[[ INFORMATION SUPPLIED open ]]
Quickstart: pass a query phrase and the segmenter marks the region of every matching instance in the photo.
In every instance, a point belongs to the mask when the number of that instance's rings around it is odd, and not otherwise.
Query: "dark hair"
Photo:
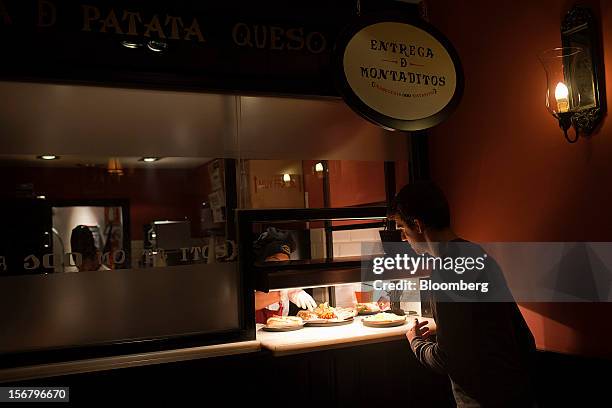
[[[96,242],[94,236],[87,225],[77,225],[70,235],[70,250],[78,252],[83,259],[93,259],[96,257]],[[73,259],[74,259],[73,255]],[[76,259],[75,259],[76,261]]]
[[[266,258],[279,253],[291,255],[295,251],[295,241],[289,231],[268,227],[253,243],[253,250],[256,260],[264,262]]]
[[[388,216],[399,216],[408,225],[419,219],[426,227],[443,229],[450,226],[448,202],[440,187],[432,181],[404,186],[391,202]]]

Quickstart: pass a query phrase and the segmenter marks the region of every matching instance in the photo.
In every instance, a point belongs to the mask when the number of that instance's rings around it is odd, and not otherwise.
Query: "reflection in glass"
[[[236,202],[312,208],[385,200],[383,162],[326,161],[323,177],[320,160],[242,160],[236,167],[229,159],[145,157],[0,156],[0,275],[232,262]],[[240,174],[234,185],[226,185],[234,178],[226,177],[228,169]],[[405,169],[398,166],[398,174]],[[397,181],[401,187],[403,179]],[[296,239],[312,246],[295,256],[327,257],[332,240],[335,256],[350,256],[350,245],[340,244],[343,233],[332,237],[342,222],[328,224],[310,223]]]
[[[0,276],[234,261],[225,187],[221,159],[0,156]]]
[[[122,205],[52,207],[54,272],[129,268]]]

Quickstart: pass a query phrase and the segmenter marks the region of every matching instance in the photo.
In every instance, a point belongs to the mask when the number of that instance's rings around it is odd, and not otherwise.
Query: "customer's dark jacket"
[[[473,243],[441,246],[443,258],[483,257]],[[421,363],[448,374],[458,407],[532,407],[535,343],[507,288],[497,262],[488,255],[482,271],[432,271],[437,283],[487,282],[488,291],[432,291],[436,340],[413,339]]]

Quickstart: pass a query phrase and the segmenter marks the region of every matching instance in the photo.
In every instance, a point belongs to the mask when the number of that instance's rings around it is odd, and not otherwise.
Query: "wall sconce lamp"
[[[325,163],[325,164],[324,164]],[[314,176],[321,180],[323,179],[324,173],[325,173],[325,166],[326,166],[327,162],[317,162],[315,163],[315,165],[313,166],[312,170],[312,174],[314,174]]]
[[[566,14],[561,44],[540,53],[539,59],[546,71],[546,108],[566,140],[575,143],[580,134],[593,132],[606,111],[599,30],[589,9],[575,6]]]

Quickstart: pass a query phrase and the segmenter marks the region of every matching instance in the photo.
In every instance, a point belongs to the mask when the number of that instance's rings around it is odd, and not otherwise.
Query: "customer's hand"
[[[408,332],[406,332],[406,338],[408,341],[412,343],[412,340],[415,337],[421,337],[422,339],[429,337],[431,333],[429,332],[427,323],[427,320],[419,322],[419,319],[415,318],[408,326]]]
[[[302,309],[312,310],[317,307],[317,302],[302,289],[292,289],[287,291],[289,300]]]

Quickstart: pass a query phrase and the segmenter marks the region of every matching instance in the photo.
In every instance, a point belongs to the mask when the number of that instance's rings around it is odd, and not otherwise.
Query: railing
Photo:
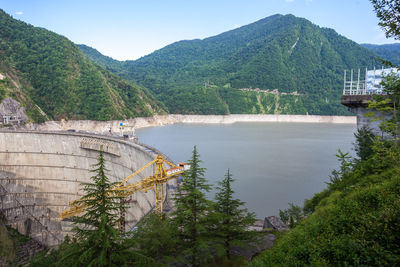
[[[367,95],[369,94],[369,91],[367,92],[367,88],[365,86],[365,81],[357,81],[353,82],[351,81],[344,81],[344,87],[343,87],[343,94],[344,95]]]
[[[386,95],[386,92],[382,88],[367,88],[365,81],[359,83],[345,81],[343,95]]]
[[[343,95],[386,95],[383,86],[380,84],[385,69],[368,71],[365,69],[364,79],[360,79],[358,69],[357,80],[353,80],[353,70],[350,71],[350,80],[346,80],[346,70],[343,79]],[[373,74],[371,74],[371,72]],[[377,74],[375,73],[377,72]],[[370,74],[369,74],[370,73]]]

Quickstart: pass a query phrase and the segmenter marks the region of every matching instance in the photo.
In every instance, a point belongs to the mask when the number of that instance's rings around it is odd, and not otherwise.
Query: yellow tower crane
[[[166,169],[164,164],[168,164],[171,168]],[[128,181],[134,178],[136,175],[144,171],[145,169],[153,166],[153,174],[149,177],[142,179],[141,181],[128,184]],[[158,215],[162,215],[163,212],[163,199],[164,199],[164,191],[163,184],[167,183],[169,180],[176,178],[184,171],[188,170],[190,166],[186,163],[178,163],[175,165],[166,159],[162,155],[157,155],[157,157],[144,165],[142,168],[132,173],[124,180],[116,184],[111,192],[116,193],[117,196],[127,197],[132,195],[137,191],[147,192],[151,189],[154,189],[155,193],[155,212]],[[86,208],[84,204],[79,200],[74,200],[69,203],[69,207],[63,211],[60,215],[61,219],[70,218],[75,216],[81,212],[83,212]]]

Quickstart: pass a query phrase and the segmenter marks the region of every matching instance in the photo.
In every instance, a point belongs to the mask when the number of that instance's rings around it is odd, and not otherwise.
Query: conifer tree
[[[367,126],[363,126],[354,133],[356,141],[354,142],[354,151],[358,156],[358,160],[366,160],[373,154],[372,146],[374,144],[375,135]]]
[[[74,266],[148,265],[151,259],[130,250],[118,230],[121,197],[111,190],[114,184],[106,176],[102,151],[93,166],[92,183],[81,184],[86,195],[78,201],[87,208],[82,216],[73,218],[76,242],[61,262]]]
[[[176,234],[176,226],[169,217],[150,213],[138,223],[132,241],[144,255],[160,264],[168,264],[175,261],[173,256],[179,244]]]
[[[180,254],[192,266],[199,266],[210,257],[206,227],[209,223],[210,201],[205,196],[210,185],[204,178],[205,169],[200,167],[196,146],[188,163],[190,170],[185,172],[175,196],[176,210],[173,216],[181,240]]]
[[[234,198],[235,192],[232,189],[234,181],[228,169],[225,178],[218,182],[213,213],[214,236],[222,243],[228,259],[231,258],[232,245],[240,245],[242,241],[249,241],[254,236],[247,228],[254,224],[255,214],[249,213],[246,208],[241,208],[244,202]]]

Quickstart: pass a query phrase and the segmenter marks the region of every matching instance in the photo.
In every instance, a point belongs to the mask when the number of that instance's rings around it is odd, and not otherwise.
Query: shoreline
[[[186,124],[232,124],[236,122],[294,122],[294,123],[335,123],[356,124],[356,116],[321,116],[321,115],[280,115],[280,114],[231,114],[231,115],[155,115],[126,120],[91,121],[46,121],[41,124],[27,124],[25,128],[37,131],[87,131],[101,134],[120,133],[120,123],[124,123],[124,131],[134,133],[135,130],[176,123]]]

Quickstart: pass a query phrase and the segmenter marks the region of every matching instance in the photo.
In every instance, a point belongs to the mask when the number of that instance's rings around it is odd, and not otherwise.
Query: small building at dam
[[[47,246],[71,236],[72,223],[59,216],[70,201],[83,195],[80,183],[90,181],[100,147],[111,182],[123,180],[158,153],[146,145],[100,135],[0,130],[0,212],[7,224]],[[146,169],[132,182],[151,174]],[[176,186],[175,180],[166,188],[171,186]],[[127,198],[125,229],[153,209],[154,198],[152,190]]]

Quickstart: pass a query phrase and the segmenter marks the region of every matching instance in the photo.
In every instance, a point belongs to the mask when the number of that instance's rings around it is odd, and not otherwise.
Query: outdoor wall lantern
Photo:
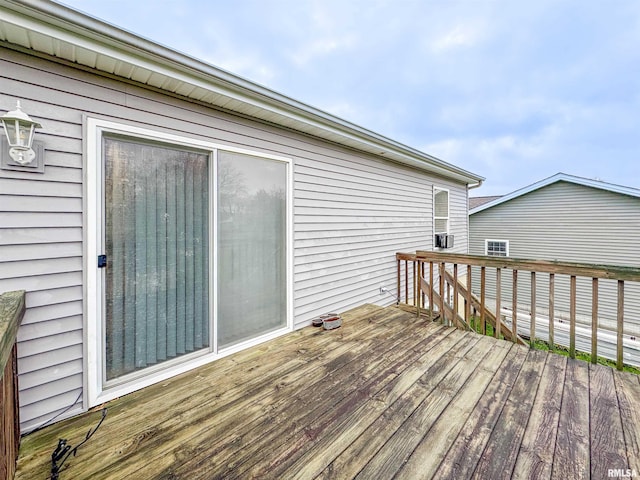
[[[38,122],[20,108],[20,100],[16,109],[5,113],[2,117],[4,132],[9,142],[9,156],[22,166],[30,165],[36,158],[33,146],[33,134],[36,128],[42,128]]]

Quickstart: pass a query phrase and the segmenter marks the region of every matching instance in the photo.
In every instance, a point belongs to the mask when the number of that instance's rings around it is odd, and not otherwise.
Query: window
[[[433,189],[434,233],[449,233],[449,190]]]
[[[485,240],[484,253],[489,257],[508,257],[509,240]]]

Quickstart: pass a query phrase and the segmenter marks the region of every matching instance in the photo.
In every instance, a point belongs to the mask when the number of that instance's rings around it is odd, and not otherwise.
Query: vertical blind
[[[218,152],[218,346],[283,328],[287,165]]]
[[[105,374],[209,347],[208,155],[105,137]]]

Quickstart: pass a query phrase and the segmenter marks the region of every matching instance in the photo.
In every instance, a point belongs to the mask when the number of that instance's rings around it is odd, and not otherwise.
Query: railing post
[[[552,352],[556,350],[555,342],[555,320],[554,320],[554,307],[555,307],[555,274],[549,274],[549,348]]]
[[[397,295],[396,295],[396,305],[400,304],[400,259],[396,260],[397,264],[398,264],[398,270],[397,270],[397,274],[398,274],[398,283],[397,283]]]
[[[467,265],[467,297],[464,302],[464,321],[471,330],[471,265]]]
[[[622,370],[623,365],[623,344],[622,335],[624,333],[624,280],[618,280],[618,339],[616,349],[616,368]]]
[[[498,267],[496,269],[496,327],[493,331],[494,336],[499,339],[500,338],[500,324],[502,323],[502,305],[501,305],[501,297],[502,296],[502,268]]]
[[[511,339],[518,342],[518,270],[513,271],[513,291],[511,292]]]
[[[591,284],[591,363],[598,363],[598,279]]]
[[[443,324],[448,326],[447,314],[444,311],[444,263],[440,264],[440,317]]]
[[[458,264],[453,264],[453,318],[458,315]]]
[[[429,311],[431,312],[431,320],[433,320],[433,289],[435,288],[433,285],[433,262],[429,262],[429,285],[431,286],[429,289]]]
[[[531,272],[531,317],[529,320],[529,329],[531,334],[529,337],[529,347],[536,346],[536,272]]]
[[[487,267],[480,267],[480,333],[487,334],[487,315],[485,313],[485,290],[487,286]]]
[[[569,356],[576,358],[576,276],[569,284]]]
[[[598,362],[598,279],[591,286],[591,363]]]

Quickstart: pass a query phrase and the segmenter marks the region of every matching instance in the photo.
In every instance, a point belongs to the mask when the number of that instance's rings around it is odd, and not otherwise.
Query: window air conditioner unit
[[[435,247],[453,248],[453,235],[447,235],[446,233],[436,233]]]

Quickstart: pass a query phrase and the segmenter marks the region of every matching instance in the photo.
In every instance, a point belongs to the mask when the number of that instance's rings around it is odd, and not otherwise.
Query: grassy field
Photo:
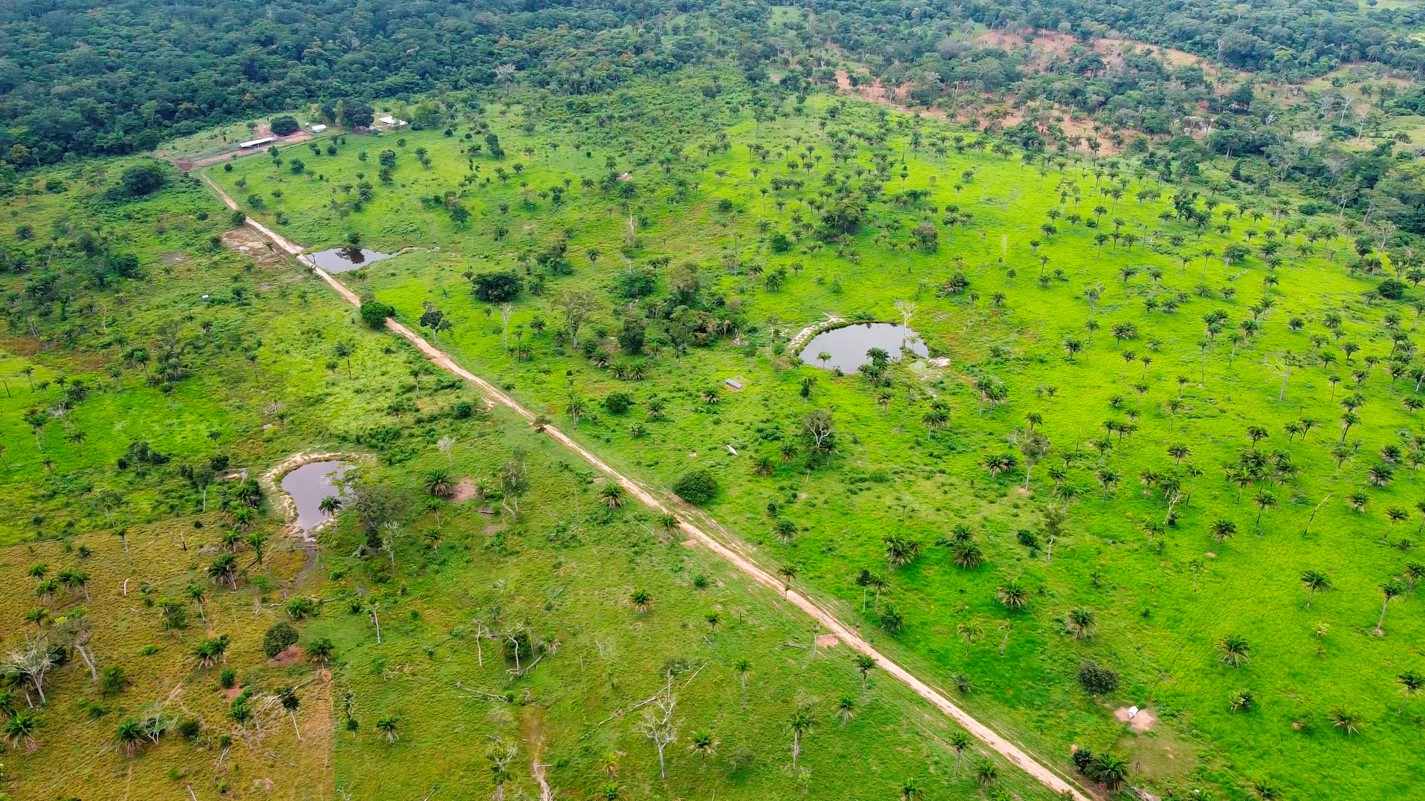
[[[1366,232],[1213,169],[1194,225],[1132,162],[1026,162],[820,96],[754,115],[716,76],[519,100],[213,176],[305,244],[412,249],[345,280],[441,312],[436,342],[620,468],[710,471],[710,513],[760,559],[868,629],[898,619],[882,644],[1066,770],[1079,744],[1160,791],[1421,786],[1398,681],[1421,669],[1417,312],[1376,293],[1389,266],[1352,266]],[[470,151],[484,126],[503,159]],[[855,231],[818,236],[837,187],[868,184]],[[508,306],[471,294],[497,270],[525,285]],[[909,315],[949,366],[798,365],[788,337],[829,314]],[[862,570],[887,582],[871,603]],[[1116,687],[1086,692],[1088,662]],[[1133,704],[1155,728],[1114,719]]]
[[[234,252],[194,182],[109,196],[131,164],[0,207],[27,265],[0,275],[0,654],[49,665],[5,672],[0,798],[518,798],[536,772],[560,798],[1047,798],[295,262]],[[96,279],[116,254],[140,275]],[[388,549],[358,554],[359,510],[312,553],[276,498],[245,511],[244,471],[307,451],[373,457]],[[434,498],[437,470],[485,494]]]

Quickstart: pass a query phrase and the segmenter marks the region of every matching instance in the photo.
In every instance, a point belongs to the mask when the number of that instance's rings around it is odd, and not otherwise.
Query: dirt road
[[[213,183],[213,181],[208,178],[208,176],[204,175],[203,180],[208,184],[209,187],[213,189],[214,192],[217,193],[218,197],[222,199],[223,203],[225,203],[228,208],[234,211],[239,210],[237,203],[231,197],[229,197],[228,194],[224,192],[221,187]],[[361,299],[357,297],[356,293],[352,292],[349,288],[347,288],[345,284],[332,277],[332,275],[327,273],[325,270],[322,270],[312,264],[311,260],[303,255],[303,249],[301,246],[297,245],[286,237],[283,237],[282,235],[276,233],[275,231],[272,231],[267,226],[257,222],[256,220],[253,220],[250,217],[247,219],[247,224],[251,226],[253,230],[271,239],[272,242],[276,244],[279,248],[287,251],[288,253],[291,253],[293,256],[296,256],[303,264],[305,264],[309,269],[311,269],[312,272],[316,273],[317,277],[325,281],[333,290],[337,292],[337,294],[339,294],[344,300],[346,300],[346,302],[352,305],[359,305],[361,303]],[[427,342],[424,337],[420,336],[411,329],[397,322],[395,319],[387,319],[386,328],[392,333],[414,345],[418,350],[420,350],[421,353],[425,354],[427,359],[429,359],[436,366],[446,370],[452,375],[459,376],[460,378],[469,382],[476,389],[478,389],[480,393],[485,396],[486,400],[491,404],[498,404],[500,406],[504,406],[513,411],[515,414],[518,414],[520,417],[524,418],[526,421],[531,423],[534,422],[536,418],[534,412],[531,412],[529,409],[526,409],[518,401],[505,394],[504,391],[500,390],[494,384],[491,384],[490,382],[486,381],[483,378],[480,378],[469,370],[466,370],[464,367],[461,367],[458,363],[456,363],[455,359],[451,358],[449,354]],[[951,718],[962,728],[964,728],[965,731],[970,734],[970,736],[978,739],[986,747],[992,749],[993,751],[995,751],[995,753],[998,753],[1010,763],[1019,767],[1025,773],[1029,774],[1029,776],[1032,777],[1034,780],[1038,781],[1040,784],[1044,785],[1049,790],[1055,793],[1062,794],[1066,798],[1072,798],[1074,799],[1074,801],[1092,801],[1092,799],[1090,799],[1087,794],[1080,790],[1076,784],[1069,781],[1067,778],[1060,775],[1057,771],[1045,765],[1043,762],[1040,762],[1038,759],[1030,755],[1024,749],[1000,736],[1000,734],[997,733],[994,729],[990,728],[984,723],[981,723],[979,720],[971,716],[970,713],[961,709],[959,706],[956,706],[955,703],[952,702],[950,698],[944,693],[942,693],[940,690],[937,690],[930,684],[917,678],[910,671],[906,670],[905,668],[901,667],[899,664],[891,660],[890,657],[876,650],[870,642],[862,638],[861,635],[857,634],[851,626],[842,623],[839,619],[836,618],[835,615],[823,609],[811,598],[803,595],[797,590],[785,589],[783,587],[782,581],[779,578],[774,576],[772,573],[770,573],[760,565],[758,565],[752,559],[737,551],[732,544],[724,542],[722,539],[719,539],[718,537],[715,537],[712,534],[708,533],[708,531],[704,528],[694,524],[692,522],[692,518],[694,516],[694,511],[692,509],[684,507],[680,502],[676,500],[665,500],[663,498],[660,498],[652,490],[649,490],[639,482],[624,475],[623,473],[620,473],[613,467],[606,464],[602,459],[594,455],[591,451],[580,445],[578,442],[575,442],[573,438],[565,434],[563,431],[560,431],[558,428],[555,428],[552,425],[545,425],[543,426],[543,431],[551,439],[558,442],[560,445],[563,445],[565,448],[574,452],[575,454],[578,454],[580,458],[588,462],[596,470],[603,473],[611,481],[614,481],[619,486],[623,487],[625,492],[636,498],[644,506],[647,506],[648,508],[660,514],[672,514],[678,520],[679,529],[681,529],[682,532],[686,534],[691,540],[703,546],[704,548],[707,548],[713,554],[718,556],[723,561],[731,564],[733,567],[737,568],[739,571],[751,578],[753,581],[771,589],[776,595],[784,598],[788,603],[791,603],[793,606],[800,609],[808,617],[811,617],[817,623],[826,627],[828,631],[835,634],[837,639],[845,643],[847,647],[871,657],[871,659],[875,660],[876,666],[879,667],[881,670],[885,671],[886,675],[909,687],[916,695],[930,702],[932,706],[934,706],[936,709],[939,709],[947,717]]]

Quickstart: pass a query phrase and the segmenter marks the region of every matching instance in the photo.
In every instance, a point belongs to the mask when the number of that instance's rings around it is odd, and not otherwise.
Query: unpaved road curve
[[[237,203],[229,197],[221,187],[213,183],[212,179],[204,175],[203,181],[217,193],[218,197],[222,199],[228,208],[233,211],[241,210]],[[361,303],[361,299],[357,297],[355,292],[352,292],[345,284],[332,277],[327,271],[312,264],[310,259],[303,256],[303,248],[300,245],[250,217],[247,218],[247,224],[251,226],[253,230],[270,239],[282,250],[296,256],[304,265],[311,269],[312,272],[316,273],[318,278],[321,278],[327,285],[335,290],[337,294],[341,295],[347,303],[352,305],[359,305]],[[427,342],[424,337],[397,322],[395,319],[386,320],[386,328],[414,345],[436,366],[446,370],[452,375],[459,376],[475,386],[490,403],[504,406],[526,421],[534,422],[536,418],[534,412],[526,409],[494,384],[461,367],[449,354]],[[1080,790],[1076,784],[1031,756],[1024,749],[1000,736],[994,729],[981,723],[971,716],[970,713],[956,706],[944,693],[917,678],[910,671],[892,661],[890,657],[876,650],[871,643],[857,634],[855,630],[845,623],[842,623],[835,615],[823,609],[815,601],[796,590],[785,589],[780,579],[773,576],[756,562],[734,550],[721,539],[709,534],[703,528],[694,525],[690,520],[688,510],[679,508],[680,505],[676,502],[665,502],[642,484],[610,467],[604,460],[595,456],[592,452],[584,448],[584,446],[570,438],[569,435],[554,426],[545,425],[543,426],[543,431],[549,435],[551,439],[578,454],[584,461],[623,487],[625,492],[637,498],[644,506],[660,514],[672,514],[678,520],[678,527],[694,542],[707,548],[723,561],[746,574],[753,581],[785,598],[793,606],[806,613],[808,617],[811,617],[817,623],[825,626],[828,631],[835,634],[837,639],[845,643],[847,647],[871,657],[871,659],[875,660],[876,667],[885,671],[888,676],[893,677],[896,681],[909,687],[916,695],[930,702],[932,706],[939,709],[947,717],[964,728],[970,736],[978,739],[986,747],[992,749],[995,753],[1019,767],[1035,781],[1038,781],[1055,793],[1059,793],[1066,798],[1074,799],[1074,801],[1093,801],[1093,799],[1084,793],[1084,791]]]

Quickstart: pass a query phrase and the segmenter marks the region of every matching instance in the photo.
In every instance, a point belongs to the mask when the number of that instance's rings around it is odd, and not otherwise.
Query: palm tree
[[[985,563],[984,552],[973,540],[955,543],[955,565],[965,570],[973,570]]]
[[[1265,511],[1267,510],[1267,507],[1268,507],[1268,506],[1276,506],[1276,505],[1277,505],[1277,497],[1276,497],[1275,495],[1271,494],[1270,492],[1267,492],[1266,490],[1262,490],[1261,492],[1258,492],[1258,493],[1257,493],[1257,497],[1256,497],[1256,498],[1253,498],[1252,500],[1257,504],[1256,528],[1257,528],[1258,531],[1261,531],[1261,530],[1262,530],[1262,512],[1265,512]]]
[[[688,750],[694,754],[708,759],[717,753],[717,740],[713,739],[711,733],[700,731],[693,735],[693,739],[688,743]]]
[[[386,742],[394,743],[396,742],[396,738],[400,736],[400,734],[396,731],[396,727],[400,724],[400,722],[401,719],[396,717],[395,715],[387,715],[386,717],[376,721],[376,730],[386,735]]]
[[[792,769],[796,770],[797,759],[802,755],[802,738],[816,725],[816,719],[812,717],[811,710],[805,705],[797,707],[797,711],[792,713],[790,723],[792,729]]]
[[[504,801],[505,784],[510,780],[510,763],[516,756],[515,745],[507,740],[497,739],[490,743],[485,758],[490,761],[490,781],[495,785],[492,801]]]
[[[133,756],[143,747],[143,724],[133,718],[126,718],[119,724],[118,730],[114,733],[114,739],[119,741],[119,748],[123,750],[125,756]]]
[[[849,695],[841,696],[841,700],[836,703],[836,716],[841,719],[841,725],[851,719],[856,712],[856,699]]]
[[[1406,695],[1414,695],[1420,692],[1421,689],[1425,689],[1425,676],[1413,670],[1405,671],[1399,676],[1396,676],[1396,679],[1400,681],[1400,687],[1405,690]]]
[[[317,511],[327,517],[335,517],[336,513],[341,511],[341,498],[335,495],[322,498],[321,502],[317,504]]]
[[[1029,604],[1029,593],[1025,592],[1018,581],[1009,581],[995,590],[995,600],[1005,609],[1017,612]]]
[[[1069,610],[1069,614],[1064,618],[1064,630],[1070,637],[1076,640],[1087,640],[1093,636],[1094,614],[1091,610],[1082,606]]]
[[[792,591],[792,580],[797,577],[796,565],[782,565],[777,568],[777,575],[782,579],[782,592]]]
[[[1361,731],[1361,719],[1341,707],[1331,710],[1331,725],[1347,736],[1359,734]]]
[[[237,589],[237,571],[237,557],[231,553],[218,554],[218,558],[208,565],[208,577],[232,589]]]
[[[981,787],[988,787],[994,784],[995,779],[998,778],[999,770],[995,767],[995,764],[988,759],[981,759],[979,764],[975,766],[975,781],[978,782]]]
[[[35,744],[35,729],[40,719],[33,710],[17,711],[5,721],[5,739],[15,748],[29,748]]]
[[[603,500],[604,506],[617,509],[623,506],[623,487],[617,484],[605,484],[604,488],[599,490],[599,497]]]
[[[866,689],[866,677],[875,667],[875,659],[866,654],[856,655],[856,672],[861,674],[861,689]]]
[[[267,534],[262,531],[254,531],[247,535],[247,546],[252,549],[252,556],[257,564],[262,564],[263,554],[267,548]]]
[[[898,534],[889,534],[885,539],[886,561],[891,567],[905,567],[920,555],[920,543]]]
[[[960,767],[965,760],[965,751],[970,747],[970,735],[956,731],[950,735],[950,747],[955,751],[955,775],[960,775]]]
[[[1099,754],[1094,759],[1093,777],[1110,793],[1117,792],[1128,778],[1128,763],[1115,754]]]
[[[1380,592],[1381,595],[1384,597],[1384,600],[1381,601],[1380,617],[1376,619],[1376,627],[1374,633],[1377,637],[1384,637],[1385,610],[1390,606],[1390,602],[1395,600],[1395,597],[1397,595],[1400,595],[1405,592],[1405,586],[1400,583],[1400,579],[1393,578],[1390,581],[1387,581],[1386,583],[1380,585]]]
[[[455,482],[451,481],[450,473],[439,467],[426,473],[425,488],[426,492],[430,493],[432,498],[445,499],[455,494]],[[325,501],[326,499],[323,498],[322,500]],[[326,510],[323,509],[322,511],[325,512]]]
[[[653,596],[647,590],[634,590],[628,599],[640,613],[647,612],[653,606]]]
[[[1222,642],[1218,643],[1218,649],[1222,651],[1223,663],[1232,667],[1246,664],[1252,654],[1252,646],[1247,643],[1247,638],[1240,634],[1223,637]]]
[[[190,581],[188,587],[184,590],[184,594],[188,596],[188,600],[192,601],[194,605],[198,607],[198,618],[204,623],[208,622],[207,591],[205,591],[201,585]]]
[[[1320,570],[1306,570],[1301,574],[1301,586],[1306,588],[1306,606],[1309,609],[1316,593],[1331,589],[1331,577]]]
[[[1212,538],[1218,542],[1226,542],[1236,533],[1237,524],[1231,520],[1216,520],[1212,523]]]

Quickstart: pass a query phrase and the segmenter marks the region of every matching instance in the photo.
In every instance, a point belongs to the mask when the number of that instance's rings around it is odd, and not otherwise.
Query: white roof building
[[ INFORMATION SUPPLIED closed ]]
**ASSIGNMENT:**
The answer is the run of lines above from the line containing "Query: shoreline" through the line containing "Query: outdoor wall lantern", copied exactly and alone.

**ANSWER BOX:**
Query: shoreline
[[[186,124],[232,124],[236,122],[294,122],[294,123],[335,123],[356,124],[356,116],[321,116],[321,115],[280,115],[280,114],[231,114],[231,115],[155,115],[126,120],[91,121],[46,121],[41,124],[27,124],[25,128],[37,131],[87,131],[101,134],[120,133],[120,123],[124,123],[124,131],[134,133],[135,130],[176,123]]]

Quickstart: pass a query phrase and the segmenter marks the region of every matching instance in the photo.
In every instance, a point belongs to the mask when the number of that instance's rings around it is odd, and not otherwise.
Query: small building at dam
[[[47,246],[71,236],[72,223],[59,216],[70,201],[83,195],[80,183],[90,181],[100,147],[111,182],[123,180],[158,153],[146,145],[100,135],[0,130],[0,212],[7,224]],[[146,169],[132,182],[151,174]],[[176,186],[175,180],[166,188],[171,186]],[[127,198],[125,229],[153,209],[154,198],[152,190]]]

Quickstart: pass a query phrase and the segmenter marks the region of every matching instance in the photo.
In every instance, a point belongs to the mask when the number of that instance's rings around it is odd, and not otherwise.
Query: outdoor wall lantern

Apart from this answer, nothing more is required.